DO THIS: Put all of the data below into a Markdown table with the columns Row and Line. Give each non-blank line its own numbered row.

INFORMATION SUPPLIED:
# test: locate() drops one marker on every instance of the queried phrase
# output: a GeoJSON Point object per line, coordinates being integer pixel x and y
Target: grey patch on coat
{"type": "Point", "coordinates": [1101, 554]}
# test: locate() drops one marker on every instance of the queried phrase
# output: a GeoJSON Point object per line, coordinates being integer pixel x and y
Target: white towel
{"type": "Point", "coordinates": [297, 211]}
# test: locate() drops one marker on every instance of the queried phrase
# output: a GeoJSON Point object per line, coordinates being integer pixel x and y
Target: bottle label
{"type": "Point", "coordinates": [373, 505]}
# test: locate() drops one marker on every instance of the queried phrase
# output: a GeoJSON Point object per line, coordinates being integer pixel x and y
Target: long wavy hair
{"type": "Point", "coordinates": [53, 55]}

EXERCISE SOLUTION:
| Row | Line |
|---|---|
| 1 | # test: locate() drops one marker on every instance of the queried phrase |
| 2 | # output: a GeoJSON Point object per line, coordinates being integer pixel x and y |
| 3 | Target: grey patch on coat |
| 4 | {"type": "Point", "coordinates": [1101, 554]} |
| 5 | # test: locate() drops one marker on every instance of the queried phrase |
| 6 | # output: a GeoJSON Point object per line, coordinates being integer pixel x and y |
| 7 | Target: white towel |
| 8 | {"type": "Point", "coordinates": [297, 211]} |
| 9 | # test: locate() drops one marker on every instance of the queried phrase |
| 10 | # output: a GeoJSON Point object per line, coordinates being integer pixel x and y |
| 11 | Target: bottle label |
| 12 | {"type": "Point", "coordinates": [373, 505]} |
| 13 | # test: locate() drops one marker on every instance of the queried phrase |
| 14 | # output: a GeoJSON Point object per line, coordinates being integer pixel x and y |
| 15 | Target: long wavy hair |
| 16 | {"type": "Point", "coordinates": [53, 55]} |